Tugas 1:
Salin ulang tanpa perubahan baris-baris catatan mulai dari baris pertama catatan hingga baris yang memuat "(1125, 357)", termasuk kedua baris batas itu.

By Alfi Arifian
Sejarah Dunia Abad Pertengahan
500-1400 M. Ini buku pertama saya. Data-data sejarah yang berhasil saya susun
menjadi sebuah buku untuk diterbitkan. Ada sensasi tersendiri yang tiba-tiba
menyeruak, suatu kebanggaan ketika pertama kali melihat judul yang sama
terpampang dalam sampul berwarna biru dengan nama penulis di bagian atasnya. “Ya, akhirnya aku berhasil menulis buku
sejarah.”
Sejak dulu saya bercita-cita
menjadi akademisi, sejarawan. Namun, secara akademik, saya adalah sarjana sastra.
Tak bersinggungan jauh memang, sebab sejarah dan sastra sama-sama rumpun
sosial. Meski selama kuliah di jurusan sastra saya lebih banyak menggali subjek
seputar sejarah Eropa, sejatinya saya tak mengenyam studi ilmu sejarah, yang
melahirkan seorang “ahli sejarah”. Saya hanya menyenangi sejarah dan ingin
menulis buku sejarah.

Tugas 2:
Tuliskan kembali seluruh kutipan tentang buku sejarah pertama ini, kata demi kata tanpa perubahan.

Catatan Data:
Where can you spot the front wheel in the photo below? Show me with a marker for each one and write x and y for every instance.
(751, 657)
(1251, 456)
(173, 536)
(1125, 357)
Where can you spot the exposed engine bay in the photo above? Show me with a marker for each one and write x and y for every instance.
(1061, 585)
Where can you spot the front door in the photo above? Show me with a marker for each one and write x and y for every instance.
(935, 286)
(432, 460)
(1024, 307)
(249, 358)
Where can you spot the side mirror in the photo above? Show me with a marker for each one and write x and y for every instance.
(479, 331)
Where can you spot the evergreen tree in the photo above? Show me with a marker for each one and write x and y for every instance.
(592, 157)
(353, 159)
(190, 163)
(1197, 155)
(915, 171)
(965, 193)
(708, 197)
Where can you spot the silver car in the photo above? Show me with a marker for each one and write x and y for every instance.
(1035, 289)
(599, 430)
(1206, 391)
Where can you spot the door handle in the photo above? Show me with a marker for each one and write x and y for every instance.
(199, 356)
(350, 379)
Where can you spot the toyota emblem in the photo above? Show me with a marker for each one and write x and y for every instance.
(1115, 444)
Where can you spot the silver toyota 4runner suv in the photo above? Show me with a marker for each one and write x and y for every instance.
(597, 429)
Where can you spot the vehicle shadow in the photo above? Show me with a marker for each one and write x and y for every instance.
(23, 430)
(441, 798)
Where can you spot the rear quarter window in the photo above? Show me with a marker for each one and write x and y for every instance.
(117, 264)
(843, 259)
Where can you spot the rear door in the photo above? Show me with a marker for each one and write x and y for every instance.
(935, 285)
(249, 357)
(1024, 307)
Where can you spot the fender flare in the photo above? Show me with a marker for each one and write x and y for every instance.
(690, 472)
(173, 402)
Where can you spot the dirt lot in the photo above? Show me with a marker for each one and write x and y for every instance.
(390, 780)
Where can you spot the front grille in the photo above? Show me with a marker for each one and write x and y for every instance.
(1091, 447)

Jawaban yang Diharapkan 1:
Where can you spot the front wheel in the photo below? Show me with a marker for each one and write x and y for every instance.
(751, 657)
(1251, 456)
(173, 536)
(1125, 357)

Jawaban yang Diharapkan 2:
By Alfi Arifian
Sejarah Dunia Abad Pertengahan
500-1400 M. Ini buku pertama saya. Data-data sejarah yang berhasil saya susun
menjadi sebuah buku untuk diterbitkan. Ada sensasi tersendiri yang tiba-tiba
menyeruak, suatu kebanggaan ketika pertama kali melihat judul yang sama
terpampang dalam sampul berwarna biru dengan nama penulis di bagian atasnya. “Ya, akhirnya aku berhasil menulis buku
sejarah.”
Sejak dulu saya bercita-cita
menjadi akademisi, sejarawan. Namun, secara akademik, saya adalah sarjana sastra.
Tak bersinggungan jauh memang, sebab sejarah dan sastra sama-sama rumpun
sosial. Meski selama kuliah di jurusan sastra saya lebih banyak menggali subjek
seputar sejarah Eropa, sejatinya saya tak mengenyam studi ilmu sejarah, yang
melahirkan seorang “ahli sejarah”. Saya hanya menyenangi sejarah dan ingin
menulis buku sejarah.